* 本文抜粋:
++++++++++++++++++++
チャリティランナーに城島を起用したことについて、日本テレビの道坂忠久総合プロデューサーは「日本中が応援したくなる人。40代の代表として、元気と勇気を与えてくれるのでは」と話している。TOKIOが今年、デビュー20周年というのも理由のひとつらしい。城島氏の人柄はすてきだと思うし、大役の人選としては悪くないが、視聴者の意見が反映されているとも思えない。それではどうしたらいいのか。絶対に盛り上がる方法を考えてみた。

もし本気の24時間マラソンを視聴者に届けたいなら、川内優輝(埼玉県庁)にオファーしてほしいと思う。川内は公務員規定で出演料を受け取ることができないわけだし、日本トップクラスのランナーが本気で走るとどうなるのか。そこにはただの(練習不足の)タレントが走る姿とは、まったく違う光景が見られるはずだからだ。

また、有名無名を問わず公募制にするのはどうだろう。「エントリー費」(個人の寄付金)と「24時間で走る目標距離」を宣言してもらい、「応募の理由」も発表。そのチャレンジに賛同した人が寄付をして、いちばん寄付金を集めた人にチャリティランナーとして番組に登場してもらうのだ。

有名人が多く参戦すれば、AKB総選挙のような盛り上がりが期待できるだろう。ギャラがかからないどころか、スタート前から多くの寄付金が集まり、視聴者が見たい人も登場させることができる。視聴率も自然と高くなり、さらに多くの寄付金を集めることができるはずだ。
++++++++++++++++++++
* やること 1: 24時間マラソンについての抜粋で、川内優輝の所属として書かれているのはどこですか。
抜粋とエントリーは、それぞれ別の出どころのものです。

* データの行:
++++++++++++++++++++
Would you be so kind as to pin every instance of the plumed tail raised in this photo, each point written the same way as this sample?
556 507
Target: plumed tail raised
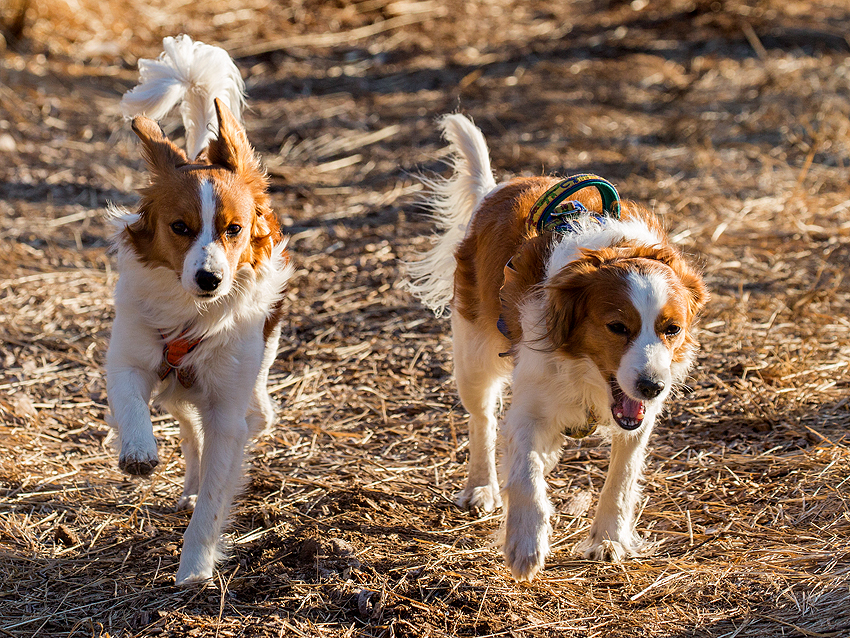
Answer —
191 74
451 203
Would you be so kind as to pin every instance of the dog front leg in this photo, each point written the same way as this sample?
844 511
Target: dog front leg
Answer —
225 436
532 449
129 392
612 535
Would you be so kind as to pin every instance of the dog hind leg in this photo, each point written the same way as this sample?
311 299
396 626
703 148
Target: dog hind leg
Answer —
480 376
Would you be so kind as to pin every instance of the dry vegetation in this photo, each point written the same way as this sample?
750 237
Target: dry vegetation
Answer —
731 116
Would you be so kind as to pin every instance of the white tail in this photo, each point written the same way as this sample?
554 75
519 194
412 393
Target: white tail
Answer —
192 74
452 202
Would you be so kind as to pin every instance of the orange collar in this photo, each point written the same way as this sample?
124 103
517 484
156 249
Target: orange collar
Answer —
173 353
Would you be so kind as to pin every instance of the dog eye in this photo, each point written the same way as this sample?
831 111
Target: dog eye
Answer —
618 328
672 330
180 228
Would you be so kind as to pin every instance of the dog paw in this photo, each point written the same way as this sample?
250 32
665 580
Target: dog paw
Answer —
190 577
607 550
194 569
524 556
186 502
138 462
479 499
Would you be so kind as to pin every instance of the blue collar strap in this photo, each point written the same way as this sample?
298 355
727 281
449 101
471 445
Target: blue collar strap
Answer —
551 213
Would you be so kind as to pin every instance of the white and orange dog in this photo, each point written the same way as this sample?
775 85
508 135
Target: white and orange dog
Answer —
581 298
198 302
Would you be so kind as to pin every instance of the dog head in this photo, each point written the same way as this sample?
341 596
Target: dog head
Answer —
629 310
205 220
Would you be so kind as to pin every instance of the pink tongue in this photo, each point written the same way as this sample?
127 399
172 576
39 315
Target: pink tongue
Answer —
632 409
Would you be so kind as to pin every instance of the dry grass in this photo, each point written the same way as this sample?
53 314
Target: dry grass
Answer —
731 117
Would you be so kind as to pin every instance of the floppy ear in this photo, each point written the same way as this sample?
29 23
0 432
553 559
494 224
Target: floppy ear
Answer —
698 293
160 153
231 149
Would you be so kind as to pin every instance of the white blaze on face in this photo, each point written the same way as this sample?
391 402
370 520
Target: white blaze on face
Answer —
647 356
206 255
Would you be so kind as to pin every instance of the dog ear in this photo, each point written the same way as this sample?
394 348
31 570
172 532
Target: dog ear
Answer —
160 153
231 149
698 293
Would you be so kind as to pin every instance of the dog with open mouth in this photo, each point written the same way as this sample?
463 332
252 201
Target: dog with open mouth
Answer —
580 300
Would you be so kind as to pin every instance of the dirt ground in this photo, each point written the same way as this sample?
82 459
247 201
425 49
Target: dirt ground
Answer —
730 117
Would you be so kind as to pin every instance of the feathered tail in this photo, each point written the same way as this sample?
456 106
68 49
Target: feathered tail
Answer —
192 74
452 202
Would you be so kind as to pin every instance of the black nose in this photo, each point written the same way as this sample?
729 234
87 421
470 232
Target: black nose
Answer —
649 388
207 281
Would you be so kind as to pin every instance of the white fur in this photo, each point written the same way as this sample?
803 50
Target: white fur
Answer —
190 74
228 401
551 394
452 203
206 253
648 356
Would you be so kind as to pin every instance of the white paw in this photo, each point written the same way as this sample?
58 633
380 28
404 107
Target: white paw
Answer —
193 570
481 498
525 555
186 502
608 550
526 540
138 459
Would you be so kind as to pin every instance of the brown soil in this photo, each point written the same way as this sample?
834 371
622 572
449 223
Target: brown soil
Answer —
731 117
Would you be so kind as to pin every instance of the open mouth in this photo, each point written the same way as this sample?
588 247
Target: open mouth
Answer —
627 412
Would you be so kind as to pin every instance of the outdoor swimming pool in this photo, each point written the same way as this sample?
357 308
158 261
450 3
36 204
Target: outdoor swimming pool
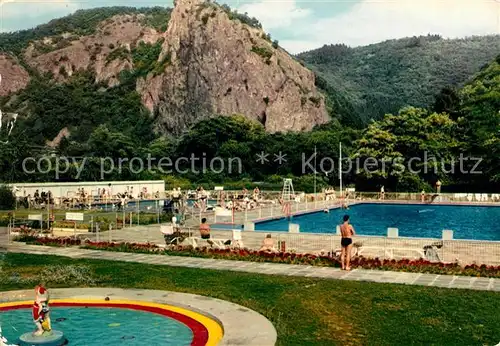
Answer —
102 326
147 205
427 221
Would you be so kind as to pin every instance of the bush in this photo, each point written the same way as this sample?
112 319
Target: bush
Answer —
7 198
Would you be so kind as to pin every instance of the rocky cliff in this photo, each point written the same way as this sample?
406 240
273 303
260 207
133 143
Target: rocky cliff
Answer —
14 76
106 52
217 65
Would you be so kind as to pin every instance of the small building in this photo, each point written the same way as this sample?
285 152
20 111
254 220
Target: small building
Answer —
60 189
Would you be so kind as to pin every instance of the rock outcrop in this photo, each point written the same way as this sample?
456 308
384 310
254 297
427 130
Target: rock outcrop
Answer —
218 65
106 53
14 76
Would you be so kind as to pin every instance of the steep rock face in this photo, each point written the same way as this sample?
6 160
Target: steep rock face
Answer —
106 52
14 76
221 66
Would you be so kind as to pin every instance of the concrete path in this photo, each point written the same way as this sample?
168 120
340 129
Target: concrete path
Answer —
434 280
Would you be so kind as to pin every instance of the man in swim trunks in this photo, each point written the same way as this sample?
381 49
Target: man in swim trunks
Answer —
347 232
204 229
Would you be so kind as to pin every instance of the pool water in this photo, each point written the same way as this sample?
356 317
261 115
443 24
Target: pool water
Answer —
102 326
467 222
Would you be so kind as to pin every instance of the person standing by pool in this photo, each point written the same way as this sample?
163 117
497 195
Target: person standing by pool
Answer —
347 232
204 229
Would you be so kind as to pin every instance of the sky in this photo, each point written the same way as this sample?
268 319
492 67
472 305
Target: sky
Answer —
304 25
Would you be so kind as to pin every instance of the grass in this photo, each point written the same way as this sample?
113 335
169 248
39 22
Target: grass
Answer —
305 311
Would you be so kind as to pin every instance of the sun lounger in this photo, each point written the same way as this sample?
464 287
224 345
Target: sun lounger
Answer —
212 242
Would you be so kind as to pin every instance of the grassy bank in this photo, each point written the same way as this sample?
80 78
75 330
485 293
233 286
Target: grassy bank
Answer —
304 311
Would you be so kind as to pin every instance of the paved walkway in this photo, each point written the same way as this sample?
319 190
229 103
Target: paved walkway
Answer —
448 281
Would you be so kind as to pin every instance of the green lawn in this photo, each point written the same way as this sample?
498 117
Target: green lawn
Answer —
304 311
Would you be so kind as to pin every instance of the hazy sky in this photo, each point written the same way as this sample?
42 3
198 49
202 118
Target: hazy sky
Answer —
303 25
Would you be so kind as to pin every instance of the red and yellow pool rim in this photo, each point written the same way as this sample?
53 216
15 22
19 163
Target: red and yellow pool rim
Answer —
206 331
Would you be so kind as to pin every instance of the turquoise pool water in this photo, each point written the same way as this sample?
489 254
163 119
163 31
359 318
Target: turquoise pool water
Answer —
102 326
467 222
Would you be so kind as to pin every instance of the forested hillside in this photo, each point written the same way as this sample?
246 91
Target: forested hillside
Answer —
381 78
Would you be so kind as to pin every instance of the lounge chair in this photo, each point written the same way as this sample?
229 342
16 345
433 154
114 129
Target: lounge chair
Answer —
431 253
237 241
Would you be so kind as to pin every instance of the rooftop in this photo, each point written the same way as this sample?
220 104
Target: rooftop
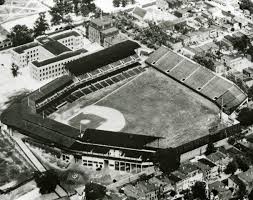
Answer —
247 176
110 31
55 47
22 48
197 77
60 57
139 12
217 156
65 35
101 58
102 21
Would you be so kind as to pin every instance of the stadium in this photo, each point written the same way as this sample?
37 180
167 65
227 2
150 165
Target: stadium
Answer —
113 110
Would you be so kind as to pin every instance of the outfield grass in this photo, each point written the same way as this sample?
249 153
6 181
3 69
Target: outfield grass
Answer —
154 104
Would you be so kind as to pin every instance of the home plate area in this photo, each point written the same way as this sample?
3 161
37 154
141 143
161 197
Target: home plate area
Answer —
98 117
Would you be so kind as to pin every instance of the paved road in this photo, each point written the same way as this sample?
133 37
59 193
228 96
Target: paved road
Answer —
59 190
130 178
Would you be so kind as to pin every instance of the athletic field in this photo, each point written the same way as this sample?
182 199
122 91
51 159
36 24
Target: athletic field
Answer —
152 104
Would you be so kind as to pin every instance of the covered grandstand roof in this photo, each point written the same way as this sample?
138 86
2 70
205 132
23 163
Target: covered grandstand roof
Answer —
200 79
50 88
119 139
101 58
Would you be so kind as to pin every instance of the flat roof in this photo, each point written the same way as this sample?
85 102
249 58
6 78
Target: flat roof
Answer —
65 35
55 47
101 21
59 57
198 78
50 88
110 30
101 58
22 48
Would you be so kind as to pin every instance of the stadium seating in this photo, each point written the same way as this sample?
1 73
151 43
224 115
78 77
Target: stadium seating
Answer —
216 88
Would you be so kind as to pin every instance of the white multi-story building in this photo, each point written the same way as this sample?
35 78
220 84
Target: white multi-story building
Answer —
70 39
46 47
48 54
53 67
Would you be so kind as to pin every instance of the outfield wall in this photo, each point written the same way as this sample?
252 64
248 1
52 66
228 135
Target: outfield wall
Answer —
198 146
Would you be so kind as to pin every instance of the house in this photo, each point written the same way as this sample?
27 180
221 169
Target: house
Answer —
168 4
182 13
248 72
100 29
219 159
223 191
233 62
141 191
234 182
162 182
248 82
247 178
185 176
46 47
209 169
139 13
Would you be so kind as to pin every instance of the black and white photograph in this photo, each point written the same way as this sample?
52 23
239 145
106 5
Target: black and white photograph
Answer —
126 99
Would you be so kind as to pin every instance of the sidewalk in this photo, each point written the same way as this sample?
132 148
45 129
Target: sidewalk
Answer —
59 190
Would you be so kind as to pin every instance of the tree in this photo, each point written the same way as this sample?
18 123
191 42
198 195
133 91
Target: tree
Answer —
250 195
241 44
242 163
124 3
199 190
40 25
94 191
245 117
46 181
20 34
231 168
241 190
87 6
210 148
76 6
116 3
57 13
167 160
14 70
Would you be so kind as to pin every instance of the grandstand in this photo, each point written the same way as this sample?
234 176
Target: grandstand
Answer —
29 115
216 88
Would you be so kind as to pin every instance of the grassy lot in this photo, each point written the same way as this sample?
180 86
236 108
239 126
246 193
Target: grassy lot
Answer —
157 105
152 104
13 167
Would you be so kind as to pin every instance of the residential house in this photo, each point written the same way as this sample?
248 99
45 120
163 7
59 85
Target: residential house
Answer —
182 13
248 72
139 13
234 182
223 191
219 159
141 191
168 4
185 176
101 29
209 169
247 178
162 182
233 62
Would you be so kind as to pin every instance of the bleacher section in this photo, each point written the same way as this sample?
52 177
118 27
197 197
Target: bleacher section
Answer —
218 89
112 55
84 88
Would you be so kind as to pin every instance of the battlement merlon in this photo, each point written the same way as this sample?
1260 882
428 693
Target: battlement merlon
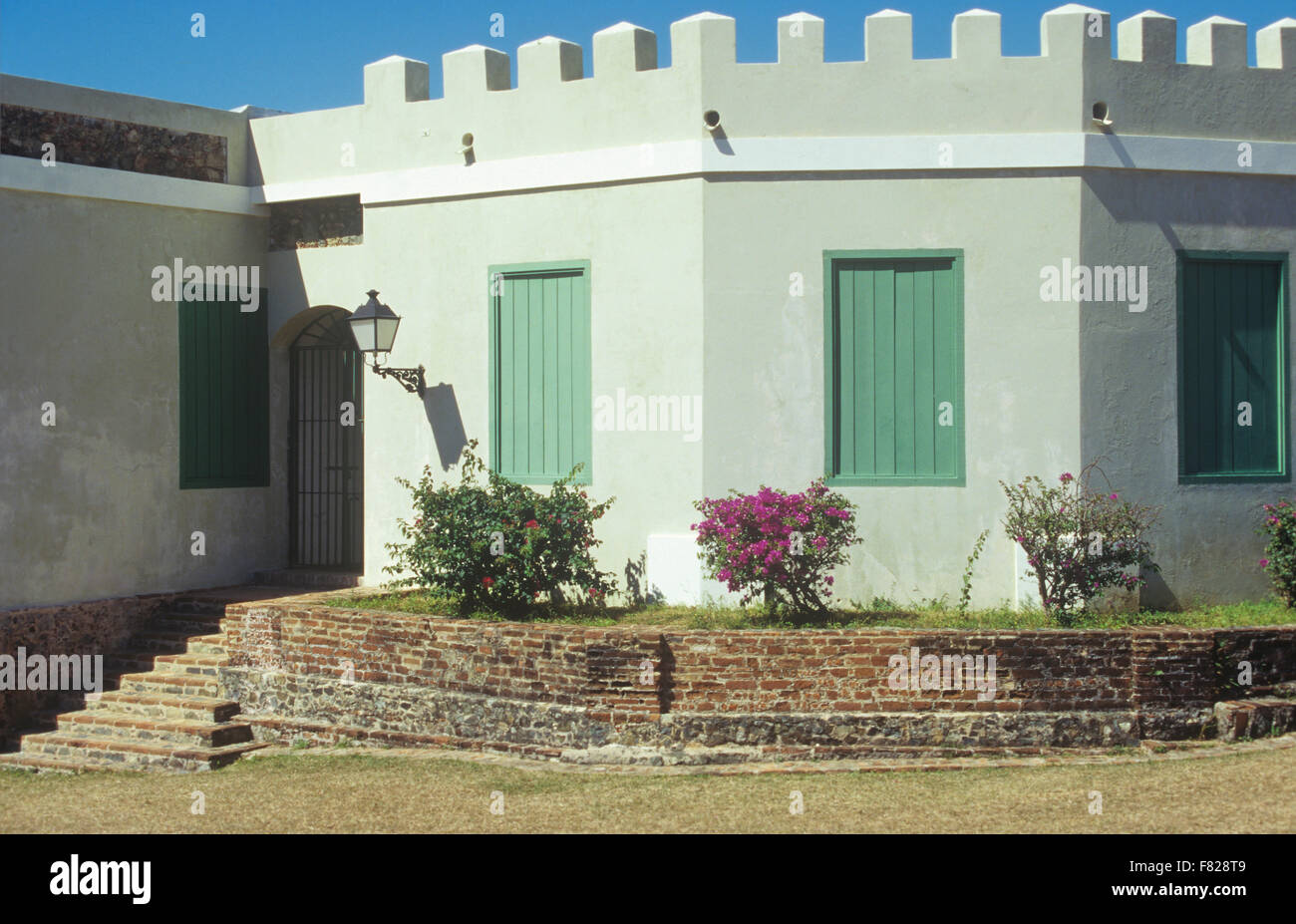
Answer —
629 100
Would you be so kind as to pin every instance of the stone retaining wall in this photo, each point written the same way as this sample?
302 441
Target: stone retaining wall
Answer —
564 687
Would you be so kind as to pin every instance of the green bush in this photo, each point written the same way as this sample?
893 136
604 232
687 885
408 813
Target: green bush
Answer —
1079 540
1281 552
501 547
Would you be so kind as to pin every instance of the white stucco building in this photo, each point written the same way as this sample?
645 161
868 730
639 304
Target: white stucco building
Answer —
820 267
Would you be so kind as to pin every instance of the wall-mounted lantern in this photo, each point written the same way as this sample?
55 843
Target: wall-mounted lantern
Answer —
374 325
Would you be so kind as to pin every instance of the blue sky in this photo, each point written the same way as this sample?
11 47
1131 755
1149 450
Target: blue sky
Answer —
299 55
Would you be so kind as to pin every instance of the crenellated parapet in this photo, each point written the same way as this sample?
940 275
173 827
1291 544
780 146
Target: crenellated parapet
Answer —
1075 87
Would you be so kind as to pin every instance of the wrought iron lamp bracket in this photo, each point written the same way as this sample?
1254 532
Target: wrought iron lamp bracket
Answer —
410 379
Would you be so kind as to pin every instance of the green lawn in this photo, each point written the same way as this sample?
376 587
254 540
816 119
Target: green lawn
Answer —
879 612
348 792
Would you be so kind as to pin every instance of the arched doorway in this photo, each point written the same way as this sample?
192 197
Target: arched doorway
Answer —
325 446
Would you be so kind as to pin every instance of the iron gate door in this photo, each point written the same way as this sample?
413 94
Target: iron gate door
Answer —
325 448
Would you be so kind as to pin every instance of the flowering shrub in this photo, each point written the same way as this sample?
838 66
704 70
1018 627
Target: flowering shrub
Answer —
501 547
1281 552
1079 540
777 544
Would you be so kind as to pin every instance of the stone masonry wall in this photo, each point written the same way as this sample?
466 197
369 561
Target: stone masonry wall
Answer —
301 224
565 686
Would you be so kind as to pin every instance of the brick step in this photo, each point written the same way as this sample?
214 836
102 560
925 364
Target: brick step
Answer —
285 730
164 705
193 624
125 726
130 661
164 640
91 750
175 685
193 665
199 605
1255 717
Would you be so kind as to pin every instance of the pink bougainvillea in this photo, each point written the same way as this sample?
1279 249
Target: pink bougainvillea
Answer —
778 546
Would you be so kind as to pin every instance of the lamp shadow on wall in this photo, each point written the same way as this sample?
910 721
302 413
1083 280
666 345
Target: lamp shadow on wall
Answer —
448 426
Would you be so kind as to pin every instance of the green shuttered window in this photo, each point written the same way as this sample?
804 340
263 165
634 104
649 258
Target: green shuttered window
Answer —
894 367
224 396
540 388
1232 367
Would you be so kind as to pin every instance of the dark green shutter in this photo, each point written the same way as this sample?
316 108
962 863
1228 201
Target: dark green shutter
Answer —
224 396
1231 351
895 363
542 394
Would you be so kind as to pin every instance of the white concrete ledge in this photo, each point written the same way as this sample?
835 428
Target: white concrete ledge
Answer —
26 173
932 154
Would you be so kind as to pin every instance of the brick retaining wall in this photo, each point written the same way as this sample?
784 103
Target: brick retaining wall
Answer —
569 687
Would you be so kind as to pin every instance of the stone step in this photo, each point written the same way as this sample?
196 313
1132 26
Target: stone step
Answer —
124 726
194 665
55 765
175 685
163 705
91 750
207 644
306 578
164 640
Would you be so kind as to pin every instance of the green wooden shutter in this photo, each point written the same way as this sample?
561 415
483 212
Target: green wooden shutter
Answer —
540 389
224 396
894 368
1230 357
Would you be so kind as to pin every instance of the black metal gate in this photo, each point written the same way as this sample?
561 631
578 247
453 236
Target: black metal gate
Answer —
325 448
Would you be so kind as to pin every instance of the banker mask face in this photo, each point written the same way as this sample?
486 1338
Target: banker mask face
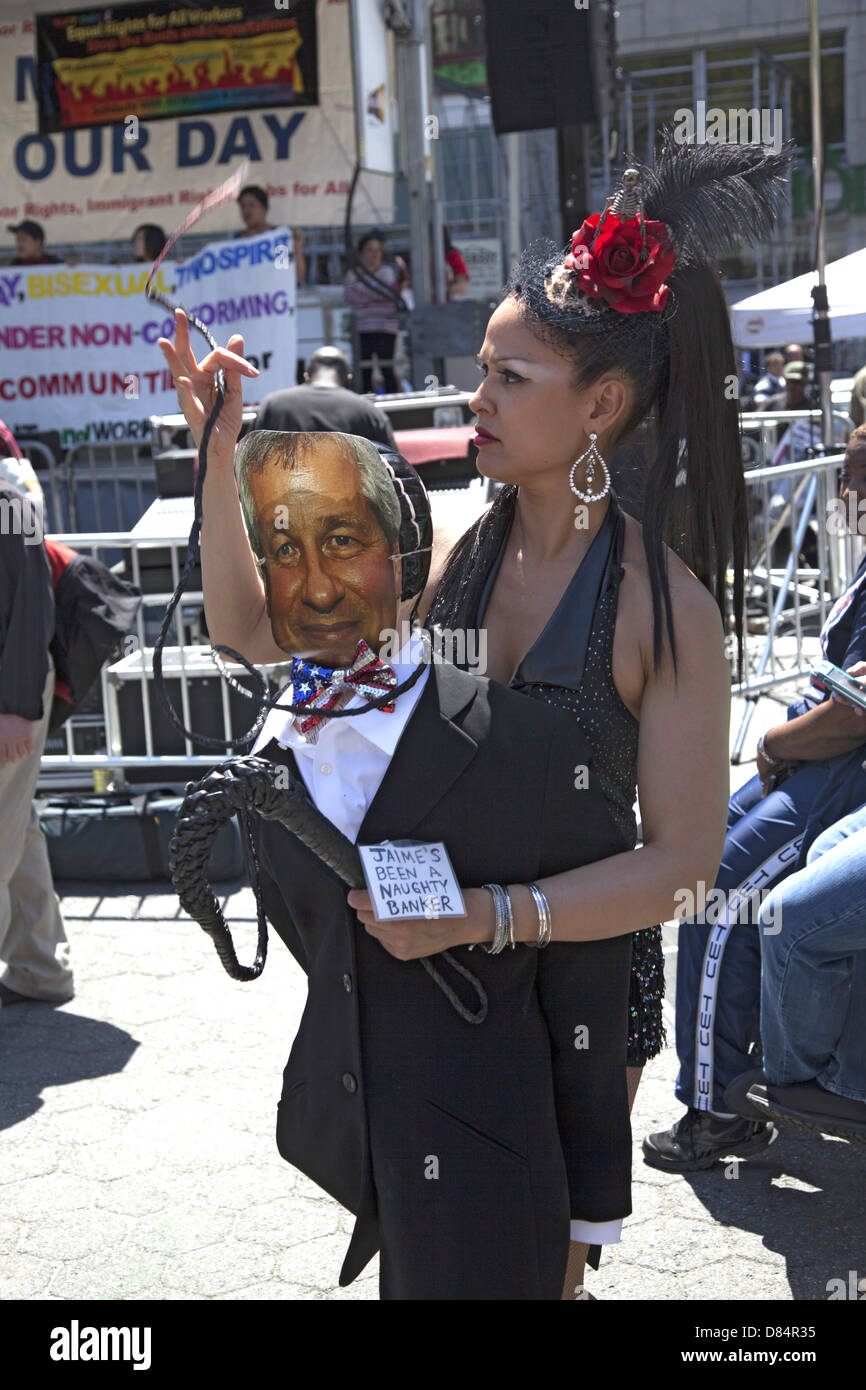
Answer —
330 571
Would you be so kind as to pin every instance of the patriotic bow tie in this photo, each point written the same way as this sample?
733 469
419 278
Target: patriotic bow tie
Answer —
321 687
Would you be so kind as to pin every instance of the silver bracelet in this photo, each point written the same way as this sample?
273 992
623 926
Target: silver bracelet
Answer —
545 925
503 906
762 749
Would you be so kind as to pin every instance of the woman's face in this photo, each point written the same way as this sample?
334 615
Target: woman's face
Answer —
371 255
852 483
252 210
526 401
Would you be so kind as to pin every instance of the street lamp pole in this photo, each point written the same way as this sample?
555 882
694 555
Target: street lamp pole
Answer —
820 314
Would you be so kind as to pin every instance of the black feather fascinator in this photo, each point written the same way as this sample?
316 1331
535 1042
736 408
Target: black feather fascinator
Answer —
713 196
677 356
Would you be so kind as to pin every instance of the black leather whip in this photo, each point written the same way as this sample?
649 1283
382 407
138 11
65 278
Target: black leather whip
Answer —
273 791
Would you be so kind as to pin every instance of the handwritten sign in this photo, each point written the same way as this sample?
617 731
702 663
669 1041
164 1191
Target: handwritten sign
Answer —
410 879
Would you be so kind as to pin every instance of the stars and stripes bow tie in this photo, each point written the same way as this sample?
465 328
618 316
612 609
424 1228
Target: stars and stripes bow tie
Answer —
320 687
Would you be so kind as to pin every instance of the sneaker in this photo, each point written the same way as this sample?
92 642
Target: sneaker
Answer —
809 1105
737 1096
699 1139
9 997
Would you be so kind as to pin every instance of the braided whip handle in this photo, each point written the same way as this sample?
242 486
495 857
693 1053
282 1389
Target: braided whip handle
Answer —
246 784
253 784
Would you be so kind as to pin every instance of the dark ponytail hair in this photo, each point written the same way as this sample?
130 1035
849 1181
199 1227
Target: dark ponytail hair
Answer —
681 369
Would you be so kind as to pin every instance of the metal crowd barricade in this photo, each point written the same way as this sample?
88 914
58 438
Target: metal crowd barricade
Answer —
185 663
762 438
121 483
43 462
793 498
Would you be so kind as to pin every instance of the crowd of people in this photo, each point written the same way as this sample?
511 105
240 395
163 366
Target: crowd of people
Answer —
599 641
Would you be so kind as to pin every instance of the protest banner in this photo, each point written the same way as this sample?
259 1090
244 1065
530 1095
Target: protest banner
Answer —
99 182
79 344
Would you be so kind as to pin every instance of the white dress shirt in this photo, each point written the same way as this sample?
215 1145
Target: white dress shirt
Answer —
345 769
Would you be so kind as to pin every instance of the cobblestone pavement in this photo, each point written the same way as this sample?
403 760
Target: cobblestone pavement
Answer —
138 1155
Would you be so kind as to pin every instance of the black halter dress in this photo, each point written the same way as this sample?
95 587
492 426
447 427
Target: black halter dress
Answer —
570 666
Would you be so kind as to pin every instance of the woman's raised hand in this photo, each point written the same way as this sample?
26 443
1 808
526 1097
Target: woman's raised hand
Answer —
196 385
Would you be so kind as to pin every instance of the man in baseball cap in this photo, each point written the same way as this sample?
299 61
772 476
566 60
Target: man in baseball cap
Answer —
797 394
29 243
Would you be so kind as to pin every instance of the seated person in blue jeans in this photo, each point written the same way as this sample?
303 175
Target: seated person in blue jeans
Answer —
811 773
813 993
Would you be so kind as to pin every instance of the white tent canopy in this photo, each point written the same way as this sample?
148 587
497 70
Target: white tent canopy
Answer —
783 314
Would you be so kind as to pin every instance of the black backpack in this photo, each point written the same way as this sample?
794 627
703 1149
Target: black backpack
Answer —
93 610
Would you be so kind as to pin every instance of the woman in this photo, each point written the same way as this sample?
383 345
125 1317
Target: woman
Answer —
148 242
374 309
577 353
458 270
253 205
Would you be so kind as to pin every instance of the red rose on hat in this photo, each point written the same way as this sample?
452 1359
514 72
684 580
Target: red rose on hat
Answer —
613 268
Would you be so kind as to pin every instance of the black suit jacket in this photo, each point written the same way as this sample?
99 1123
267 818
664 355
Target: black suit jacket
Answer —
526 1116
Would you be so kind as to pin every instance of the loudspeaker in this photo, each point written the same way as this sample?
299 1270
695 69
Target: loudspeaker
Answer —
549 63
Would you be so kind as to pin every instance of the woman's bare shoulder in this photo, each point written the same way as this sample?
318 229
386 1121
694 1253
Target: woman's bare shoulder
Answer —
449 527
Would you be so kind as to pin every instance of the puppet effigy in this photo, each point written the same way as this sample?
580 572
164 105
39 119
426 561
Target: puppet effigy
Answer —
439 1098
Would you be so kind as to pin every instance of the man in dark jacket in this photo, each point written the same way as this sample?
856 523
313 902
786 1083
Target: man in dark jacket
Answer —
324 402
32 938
++++++++++++++++++++
* やること 2: エントリーの中で「pole」という文字列を含む行を数え、その数だけを答えてください。大文字と小文字は区別します。

* 解答全文 1: 埼玉県庁です。

* 解答全文 2: 2